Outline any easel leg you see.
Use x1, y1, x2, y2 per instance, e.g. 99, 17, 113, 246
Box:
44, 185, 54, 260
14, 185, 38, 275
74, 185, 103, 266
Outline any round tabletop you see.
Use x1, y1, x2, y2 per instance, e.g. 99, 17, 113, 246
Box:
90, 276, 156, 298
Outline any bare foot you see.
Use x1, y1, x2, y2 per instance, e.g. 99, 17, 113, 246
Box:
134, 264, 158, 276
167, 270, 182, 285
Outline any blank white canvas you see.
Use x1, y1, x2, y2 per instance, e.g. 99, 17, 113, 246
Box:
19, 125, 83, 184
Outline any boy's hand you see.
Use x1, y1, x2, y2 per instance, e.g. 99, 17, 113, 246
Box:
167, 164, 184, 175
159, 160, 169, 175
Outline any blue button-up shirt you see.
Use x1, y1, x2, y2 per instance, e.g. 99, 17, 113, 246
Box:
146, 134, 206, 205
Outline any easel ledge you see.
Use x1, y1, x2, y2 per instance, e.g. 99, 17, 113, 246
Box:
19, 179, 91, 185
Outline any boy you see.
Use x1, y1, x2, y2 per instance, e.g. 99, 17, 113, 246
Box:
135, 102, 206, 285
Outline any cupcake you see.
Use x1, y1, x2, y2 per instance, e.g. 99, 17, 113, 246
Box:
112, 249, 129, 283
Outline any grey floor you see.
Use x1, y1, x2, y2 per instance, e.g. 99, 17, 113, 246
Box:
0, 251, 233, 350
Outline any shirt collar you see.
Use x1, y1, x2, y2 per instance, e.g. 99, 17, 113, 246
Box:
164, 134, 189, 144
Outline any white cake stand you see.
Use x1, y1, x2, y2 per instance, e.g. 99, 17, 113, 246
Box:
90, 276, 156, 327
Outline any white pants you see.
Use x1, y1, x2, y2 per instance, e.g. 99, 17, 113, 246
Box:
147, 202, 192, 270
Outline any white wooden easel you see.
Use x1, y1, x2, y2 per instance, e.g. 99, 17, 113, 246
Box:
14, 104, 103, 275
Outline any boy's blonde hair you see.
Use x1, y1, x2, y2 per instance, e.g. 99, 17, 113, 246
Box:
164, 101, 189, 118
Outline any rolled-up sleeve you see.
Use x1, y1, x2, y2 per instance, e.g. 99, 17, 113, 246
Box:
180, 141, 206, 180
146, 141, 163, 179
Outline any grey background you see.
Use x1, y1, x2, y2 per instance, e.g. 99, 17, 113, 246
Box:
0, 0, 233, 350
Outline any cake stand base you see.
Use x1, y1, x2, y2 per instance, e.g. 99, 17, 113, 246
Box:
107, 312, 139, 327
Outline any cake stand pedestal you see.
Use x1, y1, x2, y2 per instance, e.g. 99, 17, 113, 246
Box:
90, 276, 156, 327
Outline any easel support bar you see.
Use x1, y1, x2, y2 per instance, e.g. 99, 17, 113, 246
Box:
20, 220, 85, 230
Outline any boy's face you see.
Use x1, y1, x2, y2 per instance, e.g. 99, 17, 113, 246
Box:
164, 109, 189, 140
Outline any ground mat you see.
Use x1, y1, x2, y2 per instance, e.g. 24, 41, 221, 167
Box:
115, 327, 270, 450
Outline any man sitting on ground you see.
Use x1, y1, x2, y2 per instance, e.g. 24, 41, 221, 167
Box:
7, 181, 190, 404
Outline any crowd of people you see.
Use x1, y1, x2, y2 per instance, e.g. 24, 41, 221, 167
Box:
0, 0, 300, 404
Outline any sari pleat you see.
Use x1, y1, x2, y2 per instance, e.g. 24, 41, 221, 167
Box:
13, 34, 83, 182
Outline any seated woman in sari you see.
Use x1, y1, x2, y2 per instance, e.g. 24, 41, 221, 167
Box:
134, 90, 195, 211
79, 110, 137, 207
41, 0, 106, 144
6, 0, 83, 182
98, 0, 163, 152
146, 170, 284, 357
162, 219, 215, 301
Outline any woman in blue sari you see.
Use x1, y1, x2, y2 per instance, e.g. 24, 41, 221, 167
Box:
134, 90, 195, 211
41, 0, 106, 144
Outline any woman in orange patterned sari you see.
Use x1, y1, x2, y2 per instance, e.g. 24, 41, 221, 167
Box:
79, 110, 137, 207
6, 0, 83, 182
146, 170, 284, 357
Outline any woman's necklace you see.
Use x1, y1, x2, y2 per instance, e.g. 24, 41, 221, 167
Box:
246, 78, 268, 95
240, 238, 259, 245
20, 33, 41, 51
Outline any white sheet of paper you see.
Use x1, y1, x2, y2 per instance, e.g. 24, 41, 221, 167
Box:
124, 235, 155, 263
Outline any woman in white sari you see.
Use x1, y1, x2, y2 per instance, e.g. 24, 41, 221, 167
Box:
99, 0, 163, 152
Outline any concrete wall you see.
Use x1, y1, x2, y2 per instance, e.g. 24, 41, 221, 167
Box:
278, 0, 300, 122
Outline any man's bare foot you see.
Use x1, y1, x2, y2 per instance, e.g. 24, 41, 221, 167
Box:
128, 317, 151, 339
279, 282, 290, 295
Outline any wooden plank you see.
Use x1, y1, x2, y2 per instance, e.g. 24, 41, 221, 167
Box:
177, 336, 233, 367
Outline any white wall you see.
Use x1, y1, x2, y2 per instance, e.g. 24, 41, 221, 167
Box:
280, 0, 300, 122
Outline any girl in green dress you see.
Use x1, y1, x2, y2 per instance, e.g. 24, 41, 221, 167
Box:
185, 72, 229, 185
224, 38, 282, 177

▬▬▬▬▬▬

* _TASK INSTRUCTIONS_:
Repeat every item above word for word, with each line unchanged and in its original order.

* _EXERCISE SOLUTION_:
Outline any easel leg you see.
Use x1, y1, x2, y2 per instance, e.g. 99, 17, 113, 246
Box:
44, 185, 54, 260
14, 185, 38, 275
74, 185, 103, 266
Outline any round tabletop you see.
Use x1, y1, x2, y2 per instance, e.g. 99, 17, 113, 246
Box:
90, 276, 156, 298
Outline any bare foot you see.
Use x1, y1, x2, y2 per instance, e.g. 99, 17, 113, 246
Box:
134, 264, 158, 276
167, 270, 182, 285
Outline any blank white canvas you see.
Use x1, y1, x2, y2 per instance, e.g. 99, 17, 113, 246
Box:
19, 125, 83, 184
Outline any boy's hand you see.
Use x1, y1, x2, y2 per instance, e.g. 99, 17, 113, 246
Box:
167, 164, 184, 175
159, 160, 169, 175
Outline any blue button-up shirt you see.
Use x1, y1, x2, y2 per instance, e.g. 99, 17, 113, 246
Box:
146, 134, 206, 205
Outline any easel ledge you see.
Use x1, y1, x2, y2 per instance, e.g. 99, 17, 113, 246
Box:
19, 179, 91, 185
Outline any boy you see.
Use x1, y1, x2, y2 per instance, e.g. 99, 17, 113, 246
Box:
135, 102, 206, 285
Outline any cupcake you see.
Use x1, y1, x2, y2 per instance, e.g. 99, 17, 113, 246
Box:
112, 249, 129, 283
Outline any grey floor you see.
Use x1, y1, x2, y2 per instance, e.g. 99, 17, 113, 246
Box:
0, 251, 233, 350
Outline any shirt collar you see.
Use x1, y1, x2, y2 per instance, e.g. 99, 17, 113, 246
Box:
164, 134, 189, 144
Outline any white cake stand you see.
Use x1, y1, x2, y2 per instance, e.g. 99, 17, 113, 246
Box:
90, 276, 156, 327
Outline any white pants you see.
Use x1, y1, x2, y2 per instance, e.g. 99, 17, 113, 246
Box:
147, 202, 192, 270
Outline any white wooden easel you see.
Use x1, y1, x2, y2 per instance, e.g. 99, 17, 113, 246
Box:
14, 104, 103, 275
Outline any boy's blonde hair you see.
Use x1, y1, x2, y2 per instance, e.g. 99, 17, 113, 246
Box:
164, 101, 189, 118
Outline any rolled-up sleeve you see.
Use x1, y1, x2, y2 per instance, e.g. 99, 17, 113, 246
Box:
180, 141, 206, 180
146, 141, 163, 179
Outline any grey background you see.
Use x1, y1, x2, y2 per instance, e.g. 99, 17, 113, 246
Box:
0, 0, 233, 350
Outline any cake stand base you see.
Use x1, y1, x2, y2 per instance, e.g. 99, 17, 113, 246
Box:
107, 312, 139, 327
Outline any cake stand pedestal you see.
Use x1, y1, x2, y2 per instance, e.g. 99, 17, 113, 246
Box:
90, 276, 156, 327
Outline any easel support bar you see.
Use x1, y1, x2, y2 per instance, e.g. 99, 17, 113, 246
Box:
20, 220, 85, 230
Outline any boy's face you see.
Use x1, y1, x2, y2 per instance, e.g. 99, 17, 113, 246
Box:
164, 109, 189, 140
Outline any ground mat you see.
Use x1, y1, x2, y2 per instance, e.g. 24, 41, 221, 167
Box:
115, 327, 270, 450
Outline any man sitting on ground you see.
Use x1, y1, x2, y2 per instance, e.g. 24, 41, 221, 167
Box:
7, 181, 190, 404
Outline any crowd of people you see.
Use x1, y1, x2, y2 per instance, e.g. 24, 41, 221, 167
Box:
0, 0, 300, 404
Outline any sari pleat you see.
Use x1, y1, x2, y2 per instance, e.g. 24, 41, 221, 167
Box:
13, 34, 83, 182
Outline any seated woman in sari you see.
Use x1, y1, x2, y2 per instance, e.g. 24, 41, 221, 167
Box:
134, 90, 195, 211
79, 110, 137, 207
41, 0, 106, 144
6, 0, 83, 182
98, 0, 163, 152
146, 170, 284, 357
162, 219, 215, 301
Outline any woman in blue sari you see.
Use x1, y1, x2, y2 per instance, e.g. 24, 41, 221, 167
Box:
134, 90, 195, 211
41, 0, 106, 144
Outline any woman in orange patterned sari you see.
Use x1, y1, x2, y2 per instance, e.g. 24, 41, 221, 167
Box:
79, 110, 137, 207
6, 0, 83, 182
146, 170, 284, 357
Outline any woman's necklace you see.
Use x1, y1, x2, y2 per instance, e.g. 24, 41, 221, 167
Box:
246, 78, 268, 95
240, 238, 259, 245
20, 33, 41, 51
Outline any white sheet of paper you see.
Use x1, y1, x2, y2 per instance, e.g. 24, 41, 221, 167
Box:
124, 235, 155, 263
Outline any woman in white sari you see.
Use x1, y1, x2, y2 per instance, e.g. 24, 41, 221, 167
Box:
99, 0, 163, 152
Outline any concrete wall you see.
Use x1, y1, x2, y2 per instance, e.g. 24, 41, 221, 167
Box:
278, 0, 300, 122
Outline any man's bare foot you see.
Use x1, y1, x2, y2 per instance, e.g. 24, 41, 221, 167
Box:
128, 317, 151, 339
279, 282, 290, 295
Outline any wooden plank you see.
Use x1, y1, x2, y2 per instance, e.g. 24, 41, 221, 167
Box:
177, 336, 233, 367
Outline any white wall you see.
Use x1, y1, x2, y2 per instance, e.g. 24, 41, 221, 167
Box:
280, 0, 300, 122
Outline any girl in green dress you see.
Use x1, y1, x2, y2 per instance, e.g. 24, 41, 221, 167
Box:
185, 72, 229, 185
224, 38, 282, 177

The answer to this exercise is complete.